Could you output every line of the records below as a JSON list of strings, one string per line, with blank lines left out?

— Records supplied —
┌──

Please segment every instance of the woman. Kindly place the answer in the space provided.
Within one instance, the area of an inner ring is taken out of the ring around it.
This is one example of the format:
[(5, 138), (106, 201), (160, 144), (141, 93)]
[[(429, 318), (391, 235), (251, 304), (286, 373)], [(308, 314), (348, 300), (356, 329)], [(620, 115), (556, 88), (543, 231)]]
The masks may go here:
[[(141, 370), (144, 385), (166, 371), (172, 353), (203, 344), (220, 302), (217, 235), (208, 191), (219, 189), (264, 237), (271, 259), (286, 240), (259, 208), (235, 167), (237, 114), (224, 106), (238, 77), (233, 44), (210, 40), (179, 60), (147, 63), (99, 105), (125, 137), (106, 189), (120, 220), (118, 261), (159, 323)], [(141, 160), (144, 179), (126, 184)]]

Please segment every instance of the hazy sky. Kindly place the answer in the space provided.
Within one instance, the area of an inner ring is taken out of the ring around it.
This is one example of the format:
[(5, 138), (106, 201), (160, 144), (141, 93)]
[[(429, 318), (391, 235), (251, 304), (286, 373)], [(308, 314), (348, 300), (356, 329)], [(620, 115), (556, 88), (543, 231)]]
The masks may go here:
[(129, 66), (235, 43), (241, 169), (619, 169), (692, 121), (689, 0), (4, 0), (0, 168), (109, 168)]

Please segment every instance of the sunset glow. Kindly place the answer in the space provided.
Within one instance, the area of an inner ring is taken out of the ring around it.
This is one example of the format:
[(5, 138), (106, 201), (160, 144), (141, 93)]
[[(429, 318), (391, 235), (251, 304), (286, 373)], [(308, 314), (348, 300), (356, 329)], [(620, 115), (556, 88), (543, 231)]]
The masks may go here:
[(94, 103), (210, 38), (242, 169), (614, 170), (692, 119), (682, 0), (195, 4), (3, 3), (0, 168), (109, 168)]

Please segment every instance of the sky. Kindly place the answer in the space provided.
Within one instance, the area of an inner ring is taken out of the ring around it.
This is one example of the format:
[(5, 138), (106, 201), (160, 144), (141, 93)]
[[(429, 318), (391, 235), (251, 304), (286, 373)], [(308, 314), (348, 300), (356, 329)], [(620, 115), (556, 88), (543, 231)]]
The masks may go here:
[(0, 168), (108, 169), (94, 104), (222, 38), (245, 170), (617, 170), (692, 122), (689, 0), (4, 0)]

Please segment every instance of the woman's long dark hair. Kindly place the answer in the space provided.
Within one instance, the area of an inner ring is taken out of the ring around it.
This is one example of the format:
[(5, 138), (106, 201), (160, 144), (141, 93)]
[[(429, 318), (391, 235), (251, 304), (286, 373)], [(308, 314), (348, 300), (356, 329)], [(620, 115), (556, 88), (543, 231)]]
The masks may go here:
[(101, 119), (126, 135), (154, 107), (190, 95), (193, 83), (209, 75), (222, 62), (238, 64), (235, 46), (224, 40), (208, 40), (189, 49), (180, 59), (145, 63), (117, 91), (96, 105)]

└──

— Result for this task —
[
  "Please segment every instance of the woman. Kindly place the answer in the space provided.",
  "Within one instance, the area of an inner ring is taken out of the ring around it.",
  "This is one example of the format:",
  "[(5, 138), (106, 201), (160, 144), (141, 93)]",
  "[[(429, 318), (391, 235), (251, 304), (286, 373)], [(308, 314), (348, 300), (356, 329)], [(620, 115), (556, 88), (543, 231)]]",
  "The masks may go here:",
  "[[(141, 370), (144, 385), (166, 371), (172, 353), (203, 344), (220, 302), (217, 235), (208, 191), (219, 189), (264, 237), (271, 259), (286, 240), (259, 208), (235, 167), (237, 114), (224, 106), (238, 77), (233, 44), (210, 40), (179, 60), (147, 63), (99, 105), (125, 137), (106, 189), (120, 220), (118, 261), (159, 323)], [(141, 160), (144, 179), (126, 184)]]",
  "Please segment every instance of the hazy sky. Kindly place the answer in the space provided.",
  "Within one instance, the area of an inner ring is taken out of the ring around it.",
  "This is one example of the format:",
  "[(5, 138), (106, 201), (160, 144), (141, 93)]",
  "[[(429, 318), (391, 235), (251, 304), (286, 373)], [(308, 314), (348, 300), (356, 329)], [(620, 115), (556, 88), (543, 231)]]",
  "The masks may go here:",
  "[(129, 66), (235, 43), (241, 169), (619, 169), (692, 121), (689, 0), (4, 0), (0, 168), (109, 168)]",
  "Please segment every instance of the sunset glow. Kindly place the answer in the space provided.",
  "Within one instance, the area of an inner ring is taken out of the ring around it.",
  "This is one example of the format:",
  "[(5, 138), (106, 201), (160, 144), (141, 93)]",
  "[[(429, 318), (391, 235), (251, 304), (286, 373)], [(308, 314), (348, 300), (356, 329)], [(620, 115), (556, 88), (543, 231)]]",
  "The masks may go here:",
  "[(94, 103), (210, 38), (242, 169), (614, 170), (692, 119), (682, 0), (195, 4), (3, 3), (0, 168), (109, 168)]",
  "Please segment every instance of the sky. Kindly place the answer in the space provided.",
  "Within one instance, the area of an inner ring is taken out of the ring around it.",
  "This is one example of the format:",
  "[(5, 138), (106, 201), (160, 144), (141, 93)]",
  "[[(429, 318), (391, 235), (251, 304), (286, 373)], [(308, 314), (348, 300), (356, 329)], [(620, 115), (556, 88), (543, 231)]]",
  "The masks may go here:",
  "[(0, 168), (108, 169), (94, 104), (222, 38), (245, 170), (617, 170), (692, 122), (689, 0), (4, 0)]",
  "Please segment every instance of the woman's long dark hair. Kindly place the answer in the space provided.",
  "Within one instance, the area of an inner ring is taken out of the ring around it.",
  "This is one example of the format:",
  "[(5, 138), (106, 201), (160, 144), (141, 93)]",
  "[[(429, 318), (391, 235), (251, 304), (286, 373)], [(308, 314), (348, 300), (356, 329)], [(620, 115), (556, 88), (543, 231)]]",
  "The masks may go here:",
  "[(101, 119), (126, 135), (154, 107), (190, 95), (193, 83), (209, 75), (222, 62), (238, 64), (235, 46), (224, 40), (208, 40), (189, 49), (180, 59), (145, 63), (117, 91), (96, 105)]"
]